● Arbeitsanweisung A
Welchen Platz bei den Prozessoren hat AMD laut dem Beitrag von ΔΣΛ im Thread zur PCGH-Leserwahl erreicht?
● Arbeitsanweisung B
Bitte geben Sie an, ob die folgenden Aussagen mit dem Thread zur PCGH-Leserwahl übereinstimmen, und belegen Sie jede Antwort mit einem wörtlichen Zitat: (i) Allgemeine Kritik zu Online-Artikeln von PC Games Hardware gehört ins Feedback-Unterforum. (ii) alm0st fand die Ergebnisse sehr überraschend. (iii) ΔΣΛ zufolge ist mit AMDs Platzierung der Bulldozer gemeint.

● Text zur Prüfung

============

# PCGH-Leserwahl: Die Hersteller des Jahres 2011 stehen fest



## PCGH-Redaktion (12. März 2012)

Jetzt ist Ihre Meinung zu PCGH-Leserwahl: Die Hersteller des Jahres 2011 stehen fest gefragt. 

Bitte beachten Sie: Der Kommentarbereich wird gemäß der  Forenregeln moderiert. Allgemeine Fragen und Kritik zu Online-Artikeln von PC Games Hardware sind im Feedback-Unterforum zu veröffentlichen und nicht im Kommentarthread zu einer News. Dort werden sie ohne Nachfragen entfernt.




			Dieser Inhalt steht nur eingeloggten Mitgliedern zur Verfügung.
        

 Zurück zum Artikel: PCGH-Leserwahl: Die Hersteller des Jahres 2011 stehen fest


----------



## ΔΣΛ (12. März 2012)

Womit hat sich AMD den Zweiten Platz bei den Prozessoren verdient  ... damit kann der Bulldozer (Spielzugbagger) aber nicht gemeint sein.


----------



## alm0st (12. März 2012)

Wenig Überraschungen dabei (besonders bei CPU/GPU ), spiegelt ziemlich gut dass wieder, was man täglich hier so liest


----------



## GoldenMic (12. März 2012)

============

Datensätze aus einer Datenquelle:
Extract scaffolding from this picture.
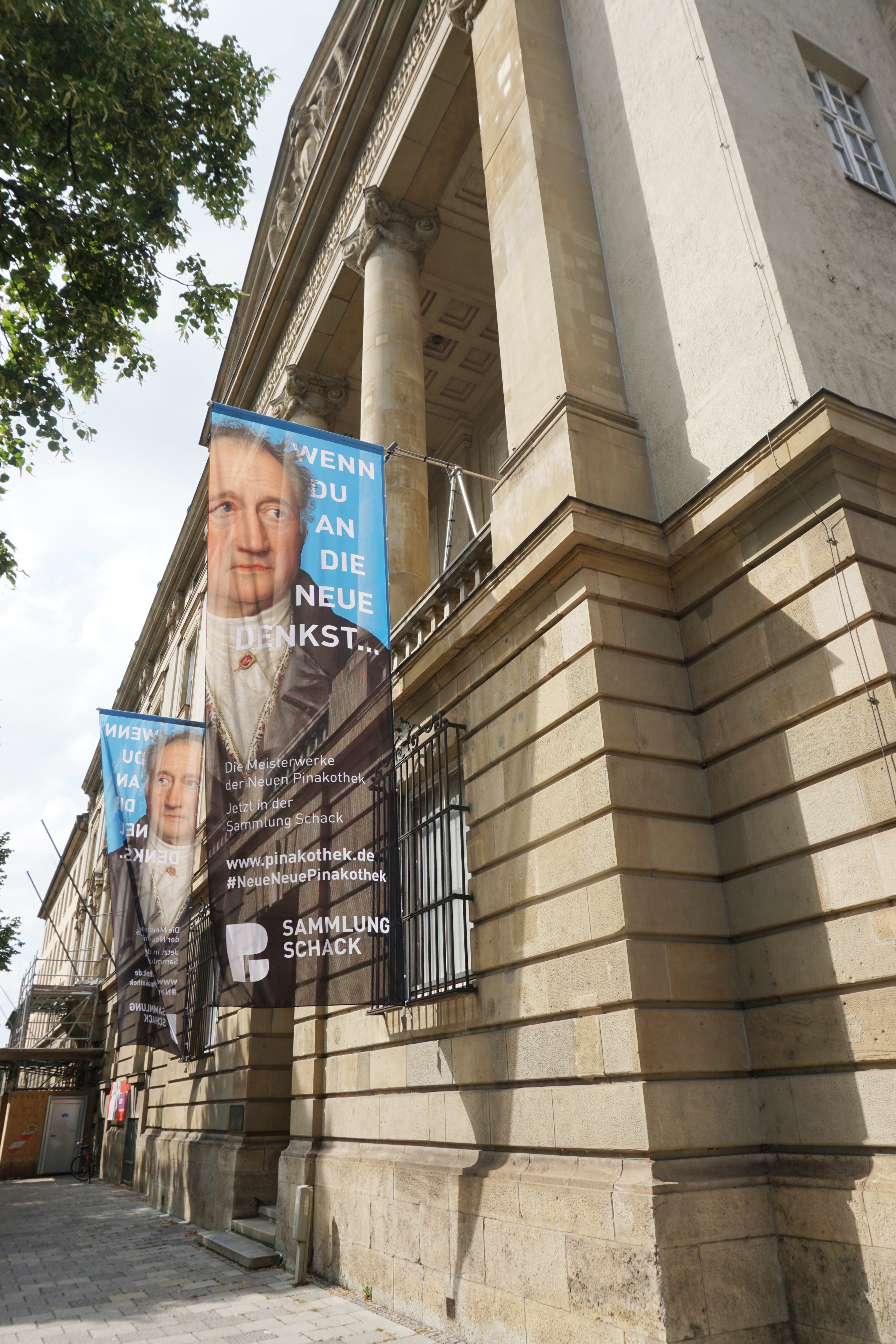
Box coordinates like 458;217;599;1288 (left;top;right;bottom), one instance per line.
9;957;105;1051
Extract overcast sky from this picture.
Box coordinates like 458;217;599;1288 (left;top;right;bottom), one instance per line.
0;0;336;1011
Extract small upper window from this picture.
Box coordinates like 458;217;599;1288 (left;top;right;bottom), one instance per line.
809;66;896;202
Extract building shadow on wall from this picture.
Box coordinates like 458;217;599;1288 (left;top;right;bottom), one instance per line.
714;505;893;1341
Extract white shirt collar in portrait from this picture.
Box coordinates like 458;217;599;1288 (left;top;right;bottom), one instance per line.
140;828;194;929
205;596;291;765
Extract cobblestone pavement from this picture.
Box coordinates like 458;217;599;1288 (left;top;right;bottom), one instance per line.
0;1176;461;1344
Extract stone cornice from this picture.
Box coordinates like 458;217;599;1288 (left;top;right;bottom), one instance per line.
662;389;896;563
247;0;445;410
445;0;485;32
499;392;643;478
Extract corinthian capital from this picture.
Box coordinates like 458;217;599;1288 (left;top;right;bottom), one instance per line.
270;364;348;429
445;0;485;32
341;187;441;276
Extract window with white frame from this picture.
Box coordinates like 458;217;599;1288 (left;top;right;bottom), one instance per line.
807;66;896;202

============

● Antwortbereich A
Den zweiten Platz.

● Antwortbereich B
(i) Ja: „Allgemeine Fragen und Kritik zu Online-Artikeln von PC Games Hardware sind im Feedback-Unterforum zu veröffentlichen“
(ii) Nein: „Wenig Überraschungen dabei“
(iii) Nein: „damit kann der Bulldozer (Spielzugbagger) aber nicht gemeint sein“